Teks yang Diberikan:
Jumat, 08 November 2013

Penyebab Banjir dan Longsor

 



Di Indonesia, kejadian banjir dan tanah longsor cenderung menunjukkan gejala yang semakin meningkat, semakin meluas, dan semakin mengganas dari tahun ke tahun. Hal ini disebabkan hingga saat ini belum ada upaya pencegahan dan penanggulangan banjir dan tanah longsor secara tuntas berdasarkan akar permasalahannya. Upaya-upaya yang saat ini dilakukan masih bersifat insidensial, umum, temporer, dan lebih berdasarkan kepentingan-kepentingan tertentu (Latief M. Rachman & Herdi Sahrasad).

Berulangnya bencana banjir dan tanah longsor sebenarnya merupakan suatu bukti bahwa manusia telah melakukan kekeliruan besar dalam mengelola sumber daya alam. Pun membuktikan bahwa sehebat apa pun teknologi yang digunakan manusia untuk mengatasinya, bencana banjir dan tanah longsor masih dan akan terus terjadi.


Di wilayah perkotaan, kesalahan pengelolaan sumber daya alam itu sangat kentara terjadi. Pembangunan dilakukan jor-joran dan tidak berspektif ekologis. Pendirian bangunan di kawasan resapan air mengakibatkan air langsung mengalir tanpa tertampung oleh tanah. Menipisnya kawasan hijau akibat pesatnya pembangunan gedung-gedung tinggi sangat berakibat buruk ketika musim penghujan tiba. Lihatlah Jakarta sebagai ibukota negara kita setiap tahun sudah langganan banjir.

Eksploitasi besar-besaran air tanah juga merupakan salah satu kesalahan fatal masyarakat perkotaan dalam hal pengelolaan sumber daya alam. Eksploitasi besar-besaran air tanah tersebut tidak hanya menjadi penyebab terjadinya kelangkaan air bersih, tetapi juga mengakibatkan penurunan permukaan tanah (land subsidence) terhadap permukaan air laut. Jakarta dan Semarang merupakan contoh perkotaan yang posisinya semakin rendah daripada permukaan laut, sehingga kedua kota ini senantiasa dihadapkan pada ancaman bencana banjir (selain banjir rob) pada musim penghujan dan kelangkaan air bersih pada musim kemarau.

Soal Singkat: Salinlah secara utuh bagian teks tentang penyebab banjir dan longsor, dimulai dari "Di Indonesia, kejadian" dan diakhiri dengan "akan terus terjadi.". Daftar berikut merupakan bahan tersendiri yang terpisah dari teks tersebut.

Cuplikan Data:
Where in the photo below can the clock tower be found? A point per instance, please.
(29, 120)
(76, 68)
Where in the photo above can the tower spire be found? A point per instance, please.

Jawaban Soal:
Di Indonesia, kejadian banjir dan tanah longsor cenderung menunjukkan gejala yang semakin meningkat, semakin meluas, dan semakin mengganas dari tahun ke tahun. Hal ini disebabkan hingga saat ini belum ada upaya pencegahan dan penanggulangan banjir dan tanah longsor secara tuntas berdasarkan akar permasalahannya. Upaya-upaya yang saat ini dilakukan masih bersifat insidensial, umum, temporer, dan lebih berdasarkan kepentingan-kepentingan tertentu (Latief M. Rachman & Herdi Sahrasad).

Berulangnya bencana banjir dan tanah longsor sebenarnya merupakan suatu bukti bahwa manusia telah melakukan kekeliruan besar dalam mengelola sumber daya alam. Pun membuktikan bahwa sehebat apa pun teknologi yang digunakan manusia untuk mengatasinya, bencana banjir dan tanah longsor masih dan akan terus terjadi.